= WHAT IS BEING ASKED =
Reproduce the full set of records verbatim.

= DATA FOR REVIEW =

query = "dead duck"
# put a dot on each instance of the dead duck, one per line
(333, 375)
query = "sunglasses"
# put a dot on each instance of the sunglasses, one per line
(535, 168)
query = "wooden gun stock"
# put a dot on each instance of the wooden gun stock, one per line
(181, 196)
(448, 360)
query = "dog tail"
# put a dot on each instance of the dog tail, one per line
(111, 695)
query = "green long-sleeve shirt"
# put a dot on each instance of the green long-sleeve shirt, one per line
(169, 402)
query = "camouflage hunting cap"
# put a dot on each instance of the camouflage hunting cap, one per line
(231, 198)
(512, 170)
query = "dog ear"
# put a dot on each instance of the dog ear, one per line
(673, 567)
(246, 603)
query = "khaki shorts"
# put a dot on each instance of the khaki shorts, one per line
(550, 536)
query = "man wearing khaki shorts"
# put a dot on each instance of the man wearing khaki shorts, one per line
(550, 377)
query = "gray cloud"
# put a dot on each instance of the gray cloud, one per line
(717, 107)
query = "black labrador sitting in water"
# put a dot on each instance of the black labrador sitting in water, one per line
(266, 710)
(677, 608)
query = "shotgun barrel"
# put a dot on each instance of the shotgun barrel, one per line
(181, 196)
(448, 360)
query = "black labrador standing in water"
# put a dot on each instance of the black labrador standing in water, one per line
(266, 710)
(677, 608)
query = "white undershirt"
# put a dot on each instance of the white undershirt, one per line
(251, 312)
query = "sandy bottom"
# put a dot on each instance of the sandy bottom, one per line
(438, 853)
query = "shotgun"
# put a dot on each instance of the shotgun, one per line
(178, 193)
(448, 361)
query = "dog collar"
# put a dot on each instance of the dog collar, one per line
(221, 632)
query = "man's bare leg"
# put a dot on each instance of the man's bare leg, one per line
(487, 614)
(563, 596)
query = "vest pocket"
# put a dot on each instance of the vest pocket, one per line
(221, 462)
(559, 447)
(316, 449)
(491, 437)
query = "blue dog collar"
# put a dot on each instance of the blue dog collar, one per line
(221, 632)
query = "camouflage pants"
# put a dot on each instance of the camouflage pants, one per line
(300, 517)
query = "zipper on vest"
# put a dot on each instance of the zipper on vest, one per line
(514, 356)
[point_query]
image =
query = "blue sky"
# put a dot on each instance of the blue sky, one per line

= REPLY =
query = "dead duck"
# put a dot on each instance of the dead duck, one per line
(333, 375)
query = "sunglasses"
# put a dot on each instance of the sunglasses, one per line
(535, 168)
query = "wooden gun stock"
# put a dot on each instance of the wooden gun stock, one per line
(181, 196)
(448, 360)
query = "dog tail"
# put a dot on each instance of the dog tail, one per line
(111, 695)
query = "green long-sleeve shirt"
# put a dot on each instance of the green long-sleeve shirt, one per line
(169, 402)
query = "camouflage hunting cap"
# put a dot on each instance of the camouflage hunting cap, one per line
(231, 198)
(512, 170)
query = "dog ear"
# put a dot on each instance of the dog ear, one per line
(673, 567)
(246, 603)
query = "khaki shorts"
# put a dot on each instance of the khaki shorts, one per line
(550, 536)
query = "man wearing khaki shorts"
# put a dot on each instance of the man wearing khaki shorts, one per line
(550, 377)
query = "gray cloud"
# put a dot on each instance of the gray cloud, one per line
(717, 107)
query = "black labrador sitting in water"
# put a dot on each instance of the black labrador sitting in water, one per line
(266, 710)
(677, 608)
query = "shotgun barrel"
# put a dot on each instance of the shotgun barrel, one per line
(181, 196)
(448, 360)
query = "black labrador standing in water"
# put a dot on each instance of the black labrador standing in water, one per line
(266, 710)
(677, 608)
query = "white undershirt"
# put a dot on each instance of the white undershirt, one per line
(251, 312)
query = "sandy bottom"
# put a dot on each instance of the sandy bottom, one per line
(438, 853)
query = "shotgun"
# put a dot on each instance of the shotgun, one per line
(178, 193)
(448, 361)
query = "dog collar"
# put a dot on each instance of the dog collar, one per line
(221, 632)
query = "man's bare leg"
# put a dot on each instance of the man's bare leg, one per line
(487, 614)
(563, 596)
query = "vest pocket"
# put a dot on each instance of the vest pocket, one per line
(221, 462)
(559, 447)
(316, 449)
(491, 437)
query = "blue dog collar"
# put a dot on each instance of the blue dog collar, one per line
(221, 632)
query = "camouflage pants"
# put a dot on each instance of the camouflage pants, one per line
(300, 517)
query = "zipper on vest"
# put a dot on each instance of the zipper on vest, one per line
(514, 356)
[point_query]
image =
query = "blue sky"
# put a dot on each instance of the blue sky, one per line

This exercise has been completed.